> _Exercise instructions_
Please count the lines in the entries below that contain the word "distant" and give only that number.

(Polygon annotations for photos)

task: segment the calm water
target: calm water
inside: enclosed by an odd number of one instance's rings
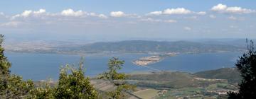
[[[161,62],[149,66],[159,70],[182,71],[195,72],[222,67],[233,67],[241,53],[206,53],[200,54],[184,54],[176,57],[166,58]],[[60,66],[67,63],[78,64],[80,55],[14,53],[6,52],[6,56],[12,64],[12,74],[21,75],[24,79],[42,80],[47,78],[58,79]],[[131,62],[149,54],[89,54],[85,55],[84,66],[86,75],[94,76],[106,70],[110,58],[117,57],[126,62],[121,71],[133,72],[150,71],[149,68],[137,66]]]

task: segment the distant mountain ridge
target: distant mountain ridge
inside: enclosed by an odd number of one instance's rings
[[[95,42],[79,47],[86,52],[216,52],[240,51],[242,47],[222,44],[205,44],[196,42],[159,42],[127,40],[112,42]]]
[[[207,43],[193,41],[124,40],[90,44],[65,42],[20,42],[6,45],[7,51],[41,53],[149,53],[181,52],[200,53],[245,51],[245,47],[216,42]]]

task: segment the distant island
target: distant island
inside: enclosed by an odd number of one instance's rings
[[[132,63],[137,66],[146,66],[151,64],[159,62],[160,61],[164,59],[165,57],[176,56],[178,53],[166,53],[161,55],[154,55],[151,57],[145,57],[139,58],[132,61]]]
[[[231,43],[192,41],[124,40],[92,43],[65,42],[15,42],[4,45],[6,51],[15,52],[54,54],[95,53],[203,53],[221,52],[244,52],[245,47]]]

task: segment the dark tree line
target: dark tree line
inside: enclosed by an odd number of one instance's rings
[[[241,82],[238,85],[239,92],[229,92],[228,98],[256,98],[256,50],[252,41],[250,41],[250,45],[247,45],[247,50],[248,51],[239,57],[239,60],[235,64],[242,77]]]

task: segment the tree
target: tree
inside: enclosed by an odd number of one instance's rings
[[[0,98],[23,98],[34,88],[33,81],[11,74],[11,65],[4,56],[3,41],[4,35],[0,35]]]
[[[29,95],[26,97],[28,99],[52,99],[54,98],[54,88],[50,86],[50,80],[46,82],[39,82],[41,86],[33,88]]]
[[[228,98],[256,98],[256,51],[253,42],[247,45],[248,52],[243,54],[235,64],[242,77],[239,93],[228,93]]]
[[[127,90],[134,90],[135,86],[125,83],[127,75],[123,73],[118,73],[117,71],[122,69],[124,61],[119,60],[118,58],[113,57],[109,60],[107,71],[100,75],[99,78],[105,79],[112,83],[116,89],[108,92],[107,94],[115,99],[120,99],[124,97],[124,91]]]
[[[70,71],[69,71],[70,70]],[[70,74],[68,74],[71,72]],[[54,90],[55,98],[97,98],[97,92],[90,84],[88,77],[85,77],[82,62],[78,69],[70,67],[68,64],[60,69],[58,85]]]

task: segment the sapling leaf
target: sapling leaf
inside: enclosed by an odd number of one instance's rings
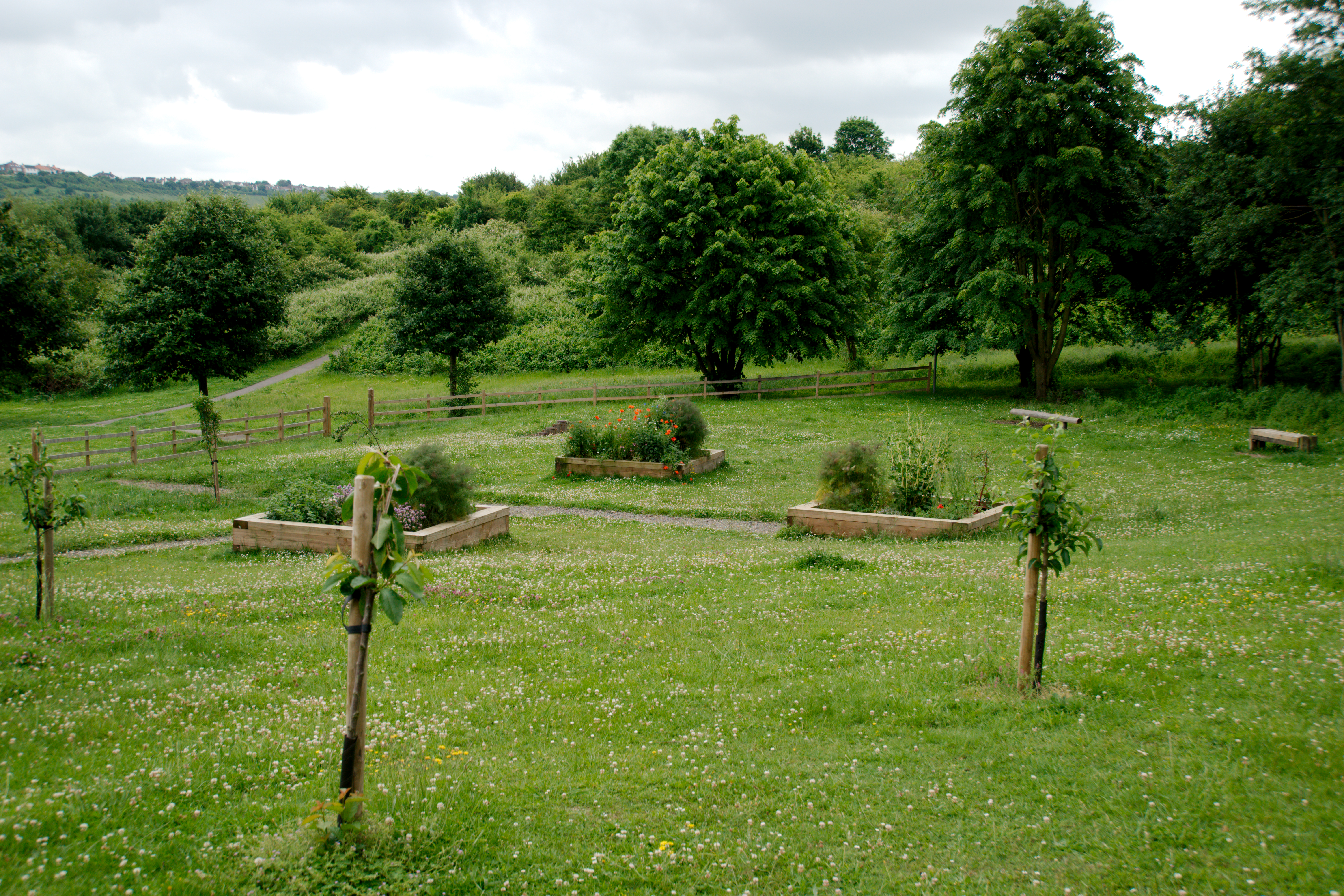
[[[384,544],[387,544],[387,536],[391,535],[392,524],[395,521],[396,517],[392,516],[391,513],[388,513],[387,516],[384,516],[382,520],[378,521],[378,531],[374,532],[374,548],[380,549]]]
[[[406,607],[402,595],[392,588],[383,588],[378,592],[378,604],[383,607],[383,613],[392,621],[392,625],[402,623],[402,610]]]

> _Response_
4